**THE REQUEST**.
Copy the material from its beginning through the line containing "point(269, 72)", replacing "tiled roof" with "slate roof" and changing nothing else.

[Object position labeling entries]
=====
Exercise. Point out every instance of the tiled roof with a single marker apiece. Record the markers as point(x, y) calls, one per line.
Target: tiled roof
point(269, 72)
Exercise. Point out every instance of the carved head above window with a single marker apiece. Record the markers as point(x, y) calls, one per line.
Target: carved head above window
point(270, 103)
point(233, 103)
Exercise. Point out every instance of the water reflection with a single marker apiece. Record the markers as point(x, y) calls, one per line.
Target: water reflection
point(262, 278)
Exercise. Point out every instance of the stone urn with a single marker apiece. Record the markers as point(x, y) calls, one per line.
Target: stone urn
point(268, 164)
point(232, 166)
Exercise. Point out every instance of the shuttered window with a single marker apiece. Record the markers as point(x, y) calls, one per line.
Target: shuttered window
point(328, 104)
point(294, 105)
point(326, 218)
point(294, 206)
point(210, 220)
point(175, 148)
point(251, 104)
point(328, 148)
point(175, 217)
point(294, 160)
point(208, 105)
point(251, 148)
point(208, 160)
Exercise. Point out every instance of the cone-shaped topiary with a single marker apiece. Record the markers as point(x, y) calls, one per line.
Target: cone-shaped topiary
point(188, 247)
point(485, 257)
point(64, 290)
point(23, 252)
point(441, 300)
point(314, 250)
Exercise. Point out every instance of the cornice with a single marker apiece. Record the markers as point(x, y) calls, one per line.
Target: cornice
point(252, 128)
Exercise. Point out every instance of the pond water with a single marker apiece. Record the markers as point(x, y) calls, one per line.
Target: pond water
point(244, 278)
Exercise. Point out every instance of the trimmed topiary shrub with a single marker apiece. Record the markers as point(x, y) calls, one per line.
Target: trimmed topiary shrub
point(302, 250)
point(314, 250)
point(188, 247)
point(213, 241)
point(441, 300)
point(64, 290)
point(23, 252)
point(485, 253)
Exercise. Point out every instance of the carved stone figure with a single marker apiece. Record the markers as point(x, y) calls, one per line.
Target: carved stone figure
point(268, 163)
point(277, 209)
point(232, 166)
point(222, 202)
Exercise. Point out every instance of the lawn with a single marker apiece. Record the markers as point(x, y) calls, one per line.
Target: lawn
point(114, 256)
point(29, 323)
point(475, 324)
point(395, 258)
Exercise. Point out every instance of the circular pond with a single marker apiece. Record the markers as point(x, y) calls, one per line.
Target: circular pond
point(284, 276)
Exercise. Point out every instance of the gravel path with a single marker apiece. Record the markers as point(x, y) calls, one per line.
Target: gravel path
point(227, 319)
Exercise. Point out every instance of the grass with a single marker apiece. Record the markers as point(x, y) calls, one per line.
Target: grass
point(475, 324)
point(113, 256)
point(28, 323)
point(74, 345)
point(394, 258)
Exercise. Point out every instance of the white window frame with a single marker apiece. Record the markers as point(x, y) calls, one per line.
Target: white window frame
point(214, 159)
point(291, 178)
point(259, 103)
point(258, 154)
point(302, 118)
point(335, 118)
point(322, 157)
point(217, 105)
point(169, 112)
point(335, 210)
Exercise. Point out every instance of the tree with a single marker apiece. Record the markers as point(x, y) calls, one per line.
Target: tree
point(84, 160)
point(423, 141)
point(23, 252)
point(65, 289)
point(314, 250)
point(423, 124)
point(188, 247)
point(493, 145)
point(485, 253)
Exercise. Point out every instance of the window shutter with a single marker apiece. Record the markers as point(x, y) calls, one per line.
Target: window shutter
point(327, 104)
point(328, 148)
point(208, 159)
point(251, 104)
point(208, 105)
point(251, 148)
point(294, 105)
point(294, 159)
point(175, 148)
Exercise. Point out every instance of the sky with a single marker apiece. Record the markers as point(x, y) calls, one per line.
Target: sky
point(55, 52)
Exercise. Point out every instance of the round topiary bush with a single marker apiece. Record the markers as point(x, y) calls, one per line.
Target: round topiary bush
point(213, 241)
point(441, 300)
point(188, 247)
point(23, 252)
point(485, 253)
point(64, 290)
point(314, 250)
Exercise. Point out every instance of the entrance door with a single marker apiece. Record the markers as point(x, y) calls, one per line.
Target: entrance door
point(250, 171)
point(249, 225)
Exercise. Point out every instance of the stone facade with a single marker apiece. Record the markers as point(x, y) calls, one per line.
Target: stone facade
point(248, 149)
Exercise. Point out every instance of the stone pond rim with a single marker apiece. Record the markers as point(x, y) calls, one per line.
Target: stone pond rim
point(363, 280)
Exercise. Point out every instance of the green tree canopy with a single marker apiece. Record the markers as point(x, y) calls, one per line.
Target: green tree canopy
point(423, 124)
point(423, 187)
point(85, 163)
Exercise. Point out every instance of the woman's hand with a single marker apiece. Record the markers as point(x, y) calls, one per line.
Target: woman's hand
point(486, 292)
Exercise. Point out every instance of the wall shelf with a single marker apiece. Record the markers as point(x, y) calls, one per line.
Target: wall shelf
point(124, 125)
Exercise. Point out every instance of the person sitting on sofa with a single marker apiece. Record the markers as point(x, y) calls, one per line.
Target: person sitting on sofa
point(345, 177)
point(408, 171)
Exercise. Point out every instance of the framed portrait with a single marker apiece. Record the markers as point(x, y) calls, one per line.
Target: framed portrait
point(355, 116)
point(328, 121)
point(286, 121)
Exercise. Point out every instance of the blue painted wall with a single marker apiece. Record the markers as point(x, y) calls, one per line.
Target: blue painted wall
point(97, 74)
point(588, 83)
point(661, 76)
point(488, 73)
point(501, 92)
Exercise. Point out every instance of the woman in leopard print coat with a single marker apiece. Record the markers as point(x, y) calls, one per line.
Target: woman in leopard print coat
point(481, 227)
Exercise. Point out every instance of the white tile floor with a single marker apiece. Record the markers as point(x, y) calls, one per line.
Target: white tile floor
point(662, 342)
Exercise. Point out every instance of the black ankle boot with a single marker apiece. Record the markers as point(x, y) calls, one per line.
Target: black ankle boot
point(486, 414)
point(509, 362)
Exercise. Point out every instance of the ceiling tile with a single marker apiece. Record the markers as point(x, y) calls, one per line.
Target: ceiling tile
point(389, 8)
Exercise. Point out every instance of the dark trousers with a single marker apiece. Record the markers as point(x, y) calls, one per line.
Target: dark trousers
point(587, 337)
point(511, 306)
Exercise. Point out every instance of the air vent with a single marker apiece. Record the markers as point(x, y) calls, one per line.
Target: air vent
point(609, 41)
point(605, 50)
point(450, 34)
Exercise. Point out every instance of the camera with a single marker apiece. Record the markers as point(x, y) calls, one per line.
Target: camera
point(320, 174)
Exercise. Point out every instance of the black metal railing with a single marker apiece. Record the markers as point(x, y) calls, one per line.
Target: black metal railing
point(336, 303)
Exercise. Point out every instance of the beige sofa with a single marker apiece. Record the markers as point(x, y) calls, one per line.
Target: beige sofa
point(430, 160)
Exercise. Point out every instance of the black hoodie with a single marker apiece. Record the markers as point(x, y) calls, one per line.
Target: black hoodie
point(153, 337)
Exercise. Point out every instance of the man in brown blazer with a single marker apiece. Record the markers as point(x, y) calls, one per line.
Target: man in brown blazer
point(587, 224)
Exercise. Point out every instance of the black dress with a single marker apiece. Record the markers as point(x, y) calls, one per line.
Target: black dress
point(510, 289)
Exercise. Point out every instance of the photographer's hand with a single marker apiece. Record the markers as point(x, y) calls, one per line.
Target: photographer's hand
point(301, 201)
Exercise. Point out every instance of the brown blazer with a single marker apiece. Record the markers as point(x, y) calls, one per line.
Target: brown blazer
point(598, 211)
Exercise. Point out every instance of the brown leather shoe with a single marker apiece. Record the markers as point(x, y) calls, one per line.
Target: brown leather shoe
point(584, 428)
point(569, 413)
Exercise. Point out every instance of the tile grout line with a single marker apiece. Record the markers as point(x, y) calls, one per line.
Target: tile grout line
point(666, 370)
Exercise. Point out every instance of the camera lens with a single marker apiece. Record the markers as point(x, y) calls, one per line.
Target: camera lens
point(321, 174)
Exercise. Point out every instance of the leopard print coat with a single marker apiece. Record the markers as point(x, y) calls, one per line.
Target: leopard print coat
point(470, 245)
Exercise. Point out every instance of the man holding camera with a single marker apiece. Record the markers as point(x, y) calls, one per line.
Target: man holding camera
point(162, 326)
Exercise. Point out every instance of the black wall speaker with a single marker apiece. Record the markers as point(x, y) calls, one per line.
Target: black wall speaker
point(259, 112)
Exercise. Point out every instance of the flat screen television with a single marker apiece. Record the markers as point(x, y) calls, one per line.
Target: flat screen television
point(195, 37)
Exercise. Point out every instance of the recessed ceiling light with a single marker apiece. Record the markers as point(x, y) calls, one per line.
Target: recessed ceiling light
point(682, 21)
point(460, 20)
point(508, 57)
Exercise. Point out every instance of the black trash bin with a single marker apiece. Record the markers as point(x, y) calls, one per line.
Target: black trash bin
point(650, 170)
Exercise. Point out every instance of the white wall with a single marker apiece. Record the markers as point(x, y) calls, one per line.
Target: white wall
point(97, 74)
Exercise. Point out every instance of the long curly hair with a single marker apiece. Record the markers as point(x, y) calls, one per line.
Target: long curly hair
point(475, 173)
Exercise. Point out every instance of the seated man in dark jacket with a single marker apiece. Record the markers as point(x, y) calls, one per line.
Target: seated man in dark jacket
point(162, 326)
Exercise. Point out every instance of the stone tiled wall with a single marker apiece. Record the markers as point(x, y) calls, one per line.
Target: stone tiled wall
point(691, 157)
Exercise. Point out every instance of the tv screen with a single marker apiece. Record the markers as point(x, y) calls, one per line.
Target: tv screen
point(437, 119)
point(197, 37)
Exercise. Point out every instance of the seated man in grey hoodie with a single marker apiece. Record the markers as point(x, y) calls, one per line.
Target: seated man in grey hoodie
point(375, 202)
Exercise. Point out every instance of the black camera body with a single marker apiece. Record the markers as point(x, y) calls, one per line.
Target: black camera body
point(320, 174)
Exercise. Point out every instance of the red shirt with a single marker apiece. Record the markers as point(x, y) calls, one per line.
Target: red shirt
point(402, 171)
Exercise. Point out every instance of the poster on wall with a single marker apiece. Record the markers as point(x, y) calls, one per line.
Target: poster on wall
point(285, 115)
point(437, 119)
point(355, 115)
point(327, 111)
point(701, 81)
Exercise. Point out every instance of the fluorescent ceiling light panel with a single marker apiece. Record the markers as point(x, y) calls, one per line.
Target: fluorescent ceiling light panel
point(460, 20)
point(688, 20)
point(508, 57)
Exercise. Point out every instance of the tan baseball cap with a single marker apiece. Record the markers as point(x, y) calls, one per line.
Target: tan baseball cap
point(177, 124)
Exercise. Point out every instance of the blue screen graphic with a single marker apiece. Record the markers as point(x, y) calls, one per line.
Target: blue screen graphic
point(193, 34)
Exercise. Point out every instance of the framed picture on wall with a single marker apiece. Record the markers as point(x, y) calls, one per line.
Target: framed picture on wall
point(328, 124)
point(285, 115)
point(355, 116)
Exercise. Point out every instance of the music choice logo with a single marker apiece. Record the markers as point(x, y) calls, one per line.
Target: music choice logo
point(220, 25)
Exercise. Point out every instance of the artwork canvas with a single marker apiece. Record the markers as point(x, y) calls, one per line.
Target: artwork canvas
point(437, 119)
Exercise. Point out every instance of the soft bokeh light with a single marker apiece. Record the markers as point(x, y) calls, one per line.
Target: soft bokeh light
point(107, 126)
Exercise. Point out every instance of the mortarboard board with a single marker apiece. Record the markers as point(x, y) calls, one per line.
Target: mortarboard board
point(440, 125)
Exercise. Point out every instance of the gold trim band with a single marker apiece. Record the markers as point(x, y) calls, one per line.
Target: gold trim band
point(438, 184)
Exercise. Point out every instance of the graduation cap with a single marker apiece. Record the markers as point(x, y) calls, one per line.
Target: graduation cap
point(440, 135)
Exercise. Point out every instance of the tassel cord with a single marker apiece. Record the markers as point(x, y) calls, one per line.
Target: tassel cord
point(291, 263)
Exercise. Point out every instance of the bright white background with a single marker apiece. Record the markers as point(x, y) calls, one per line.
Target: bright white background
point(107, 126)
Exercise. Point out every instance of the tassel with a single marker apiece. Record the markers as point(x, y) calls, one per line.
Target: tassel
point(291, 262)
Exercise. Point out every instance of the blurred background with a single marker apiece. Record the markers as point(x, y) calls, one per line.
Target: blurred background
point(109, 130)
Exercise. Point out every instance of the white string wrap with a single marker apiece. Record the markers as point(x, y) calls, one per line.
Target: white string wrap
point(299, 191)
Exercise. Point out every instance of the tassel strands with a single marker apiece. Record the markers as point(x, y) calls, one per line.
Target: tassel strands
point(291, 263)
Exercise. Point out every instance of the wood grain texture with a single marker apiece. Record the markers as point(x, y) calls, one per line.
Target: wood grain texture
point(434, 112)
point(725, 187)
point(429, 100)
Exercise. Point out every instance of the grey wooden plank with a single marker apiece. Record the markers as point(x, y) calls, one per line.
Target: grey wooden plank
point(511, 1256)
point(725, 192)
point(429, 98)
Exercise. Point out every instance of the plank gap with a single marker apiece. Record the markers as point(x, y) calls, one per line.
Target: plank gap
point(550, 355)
=====
**THE OUTPUT**.
Exercise. Point out every instance of the slate roof with a single marker apiece. Record the markers as point(x, y) calls, one per line.
Target: slate roof
point(269, 72)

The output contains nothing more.